DATASET EXTRACT:
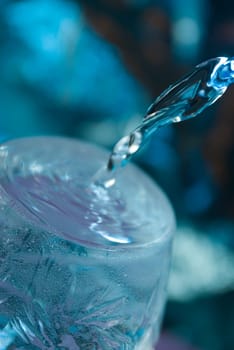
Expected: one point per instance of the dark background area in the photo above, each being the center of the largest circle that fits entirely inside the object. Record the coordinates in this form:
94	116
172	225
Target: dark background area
89	69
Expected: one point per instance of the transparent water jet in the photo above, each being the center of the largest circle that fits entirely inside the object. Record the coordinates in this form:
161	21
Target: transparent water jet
86	266
183	100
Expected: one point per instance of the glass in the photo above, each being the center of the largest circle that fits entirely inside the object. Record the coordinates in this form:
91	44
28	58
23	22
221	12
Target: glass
82	267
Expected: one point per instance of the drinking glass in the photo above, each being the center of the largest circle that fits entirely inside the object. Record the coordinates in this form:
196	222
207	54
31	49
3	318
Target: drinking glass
82	267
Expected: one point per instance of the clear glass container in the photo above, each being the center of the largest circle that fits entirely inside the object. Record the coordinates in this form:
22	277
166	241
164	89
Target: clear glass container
82	267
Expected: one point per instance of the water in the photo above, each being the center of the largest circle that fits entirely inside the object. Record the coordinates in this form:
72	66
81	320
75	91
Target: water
181	101
75	259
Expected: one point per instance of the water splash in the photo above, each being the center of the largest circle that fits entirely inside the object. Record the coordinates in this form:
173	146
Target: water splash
183	100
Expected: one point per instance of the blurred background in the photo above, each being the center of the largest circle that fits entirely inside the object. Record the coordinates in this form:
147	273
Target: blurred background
89	69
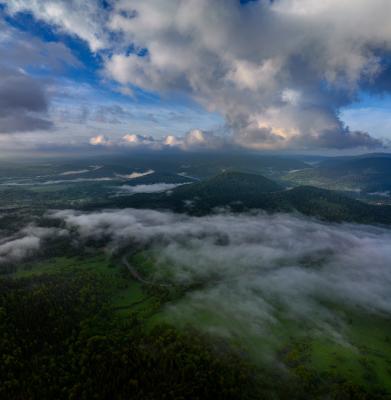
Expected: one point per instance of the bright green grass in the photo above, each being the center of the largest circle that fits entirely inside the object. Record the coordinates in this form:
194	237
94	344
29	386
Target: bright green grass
360	351
127	295
98	263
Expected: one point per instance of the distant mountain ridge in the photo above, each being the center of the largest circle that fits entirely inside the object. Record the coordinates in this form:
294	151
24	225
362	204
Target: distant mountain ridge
366	173
242	192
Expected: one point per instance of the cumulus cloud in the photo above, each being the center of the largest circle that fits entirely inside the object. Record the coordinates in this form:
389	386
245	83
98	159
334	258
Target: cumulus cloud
135	175
195	139
23	103
24	99
76	17
262	65
278	71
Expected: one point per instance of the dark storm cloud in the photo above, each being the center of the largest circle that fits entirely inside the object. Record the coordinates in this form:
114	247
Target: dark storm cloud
279	72
23	102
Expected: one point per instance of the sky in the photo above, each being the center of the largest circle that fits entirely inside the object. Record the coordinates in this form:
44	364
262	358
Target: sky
280	75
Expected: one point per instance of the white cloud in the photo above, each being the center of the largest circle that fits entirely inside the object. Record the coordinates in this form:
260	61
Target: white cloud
255	267
135	175
277	71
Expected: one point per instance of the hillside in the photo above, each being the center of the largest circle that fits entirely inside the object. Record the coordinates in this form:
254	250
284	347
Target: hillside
370	173
242	192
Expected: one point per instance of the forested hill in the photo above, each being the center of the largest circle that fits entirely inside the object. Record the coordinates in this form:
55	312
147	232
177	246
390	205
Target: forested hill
242	191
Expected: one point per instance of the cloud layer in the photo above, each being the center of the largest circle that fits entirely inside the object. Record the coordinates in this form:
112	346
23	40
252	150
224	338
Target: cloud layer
278	71
255	268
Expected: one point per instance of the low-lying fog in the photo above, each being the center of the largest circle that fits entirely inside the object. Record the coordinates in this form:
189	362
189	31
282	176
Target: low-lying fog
255	267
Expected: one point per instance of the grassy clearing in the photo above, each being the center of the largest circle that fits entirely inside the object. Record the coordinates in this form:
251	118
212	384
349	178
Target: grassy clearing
362	354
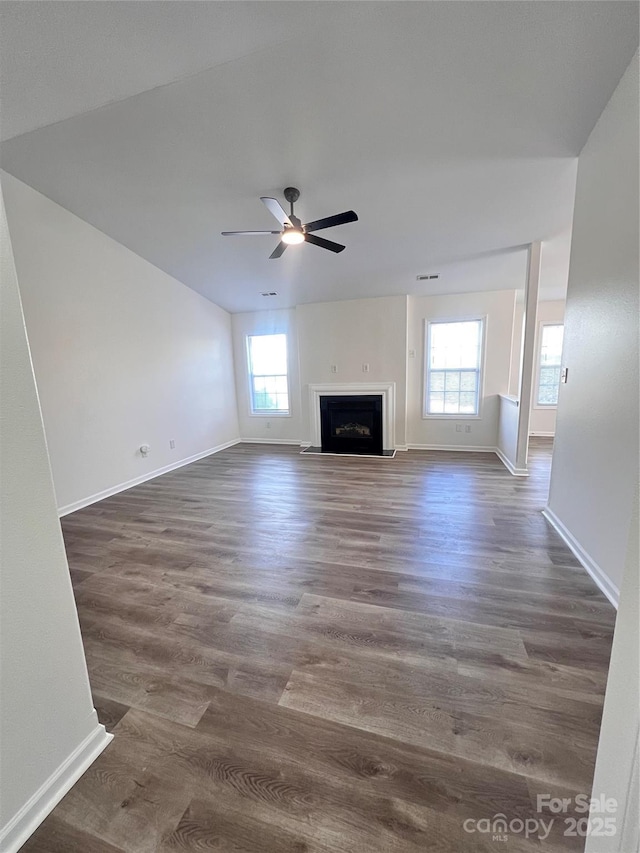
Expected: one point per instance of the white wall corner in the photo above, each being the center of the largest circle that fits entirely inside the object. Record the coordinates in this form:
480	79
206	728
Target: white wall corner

PROBLEM STATEMENT:
Take the records above from the line with "Expected: one point per instance of the low-lying" down to their last line and please copy those lines exactly, without the pictures.

RESPONSE BELOW:
Expected: one point per instance of the low-lying fog in the photo above, each being the center of the largest circle that fits entirely inside the object. Record the coordinates in this form:
189	362
189	31
282	176
Target: low-lying fog
255	267
Expected: one point per instance of the grassy clearing in the photo above, each being the center of the largest circle that fits entirely inside the object. Record the coordinates in this form:
251	118
212	384
349	178
Target: grassy clearing
362	354
Expected: one point per instance of the white wall corner in the photo above, each being the center of the largest circle that fits entirely inside the object. Record the coordinates in this form:
480	79
206	728
Target: white wall corner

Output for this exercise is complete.